* **Coordinate annotation entries**
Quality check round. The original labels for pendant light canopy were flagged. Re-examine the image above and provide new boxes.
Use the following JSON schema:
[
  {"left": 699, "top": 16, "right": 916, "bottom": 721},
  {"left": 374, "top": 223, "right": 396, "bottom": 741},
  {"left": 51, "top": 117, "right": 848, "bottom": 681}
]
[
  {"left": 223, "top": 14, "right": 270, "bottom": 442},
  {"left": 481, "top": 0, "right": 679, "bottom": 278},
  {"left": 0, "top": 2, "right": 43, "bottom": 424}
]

...

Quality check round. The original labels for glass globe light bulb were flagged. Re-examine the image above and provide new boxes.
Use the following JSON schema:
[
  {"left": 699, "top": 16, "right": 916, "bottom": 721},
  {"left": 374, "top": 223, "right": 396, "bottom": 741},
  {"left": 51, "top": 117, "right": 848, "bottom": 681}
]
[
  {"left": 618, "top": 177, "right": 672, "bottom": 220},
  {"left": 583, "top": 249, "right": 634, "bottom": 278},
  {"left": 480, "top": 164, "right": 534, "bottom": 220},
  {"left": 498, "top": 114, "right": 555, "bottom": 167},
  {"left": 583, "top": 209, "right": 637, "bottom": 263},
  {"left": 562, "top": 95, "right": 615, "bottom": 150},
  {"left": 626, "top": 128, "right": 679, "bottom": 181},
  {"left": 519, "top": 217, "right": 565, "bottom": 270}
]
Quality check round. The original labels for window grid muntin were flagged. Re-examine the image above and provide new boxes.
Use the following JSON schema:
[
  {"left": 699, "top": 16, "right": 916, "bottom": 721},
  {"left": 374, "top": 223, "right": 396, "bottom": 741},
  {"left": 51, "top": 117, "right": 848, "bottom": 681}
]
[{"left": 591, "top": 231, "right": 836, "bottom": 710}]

* * *

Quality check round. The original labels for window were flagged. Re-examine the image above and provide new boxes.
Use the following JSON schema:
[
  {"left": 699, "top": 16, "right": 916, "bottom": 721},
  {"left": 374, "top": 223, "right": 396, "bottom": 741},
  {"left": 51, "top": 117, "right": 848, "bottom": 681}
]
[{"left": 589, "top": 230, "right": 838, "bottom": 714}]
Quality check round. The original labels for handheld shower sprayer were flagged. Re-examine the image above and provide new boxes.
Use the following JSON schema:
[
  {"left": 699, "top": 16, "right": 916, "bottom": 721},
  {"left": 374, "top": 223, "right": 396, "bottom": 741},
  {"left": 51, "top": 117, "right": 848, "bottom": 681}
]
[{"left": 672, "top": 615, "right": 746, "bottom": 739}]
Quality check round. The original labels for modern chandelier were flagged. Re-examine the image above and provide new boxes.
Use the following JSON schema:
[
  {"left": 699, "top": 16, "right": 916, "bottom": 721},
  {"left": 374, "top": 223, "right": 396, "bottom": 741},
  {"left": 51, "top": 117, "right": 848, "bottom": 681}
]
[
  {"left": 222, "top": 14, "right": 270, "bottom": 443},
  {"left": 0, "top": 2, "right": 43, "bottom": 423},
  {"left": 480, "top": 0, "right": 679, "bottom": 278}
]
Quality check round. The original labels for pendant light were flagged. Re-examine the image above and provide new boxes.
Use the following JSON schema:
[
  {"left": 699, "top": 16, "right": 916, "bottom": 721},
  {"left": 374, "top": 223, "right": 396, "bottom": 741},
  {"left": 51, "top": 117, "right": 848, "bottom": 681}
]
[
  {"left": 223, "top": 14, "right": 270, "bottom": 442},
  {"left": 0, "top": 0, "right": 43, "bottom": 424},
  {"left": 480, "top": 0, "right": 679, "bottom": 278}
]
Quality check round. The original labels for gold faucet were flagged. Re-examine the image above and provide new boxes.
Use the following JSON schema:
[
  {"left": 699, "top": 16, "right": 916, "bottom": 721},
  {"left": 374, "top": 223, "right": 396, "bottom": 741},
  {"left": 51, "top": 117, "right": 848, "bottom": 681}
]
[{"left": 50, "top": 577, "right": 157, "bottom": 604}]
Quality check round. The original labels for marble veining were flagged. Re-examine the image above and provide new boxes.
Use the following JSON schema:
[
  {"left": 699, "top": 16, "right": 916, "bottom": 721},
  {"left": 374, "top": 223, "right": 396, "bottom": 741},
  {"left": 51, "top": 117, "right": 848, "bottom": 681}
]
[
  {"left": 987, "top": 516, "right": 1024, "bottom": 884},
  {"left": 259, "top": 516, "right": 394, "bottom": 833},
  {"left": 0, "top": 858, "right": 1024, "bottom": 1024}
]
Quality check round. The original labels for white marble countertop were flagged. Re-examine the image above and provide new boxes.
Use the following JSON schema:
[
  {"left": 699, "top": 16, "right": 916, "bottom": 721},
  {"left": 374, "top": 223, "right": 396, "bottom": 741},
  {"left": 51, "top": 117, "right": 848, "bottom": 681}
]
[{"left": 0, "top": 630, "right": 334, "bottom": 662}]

* **What you will do**
Pick out every line above that contains the word "labels", and copy each of those lines.

* **Written answer**
Quality check round. The original labels for pendant light canopy were flagged. Re-examine the image above and provide new boxes.
Quality check round. The original labels for glass globe light bulb were flagged. Re-examine the image above and provide new boxes.
Quality check round. The original labels for window grid muntin were flagged. Re-examine the image above and provide new boxes.
Quality check round. The original labels for window were flagged. Re-examine the image above and provide new boxes.
Quality check round. The original labels for handheld shower sprayer were flagged. Re-examine the image above and provide new boxes.
Quality check round. The original labels for modern chandelier were flagged. Re-examine the image above and provide new boxes.
Quality check round. The original labels for pendant light were flagged. Re-examine the image above and provide new boxes.
Quality check round. The original labels for gold faucet were flagged. Re-examine the image above and provide new boxes.
Quality check round. The original labels for marble veining were flagged. Re-examine the image above and provide new boxes.
Quality check round. The original labels for white marble countertop were flagged. Re-examine the image above and provide new boxes.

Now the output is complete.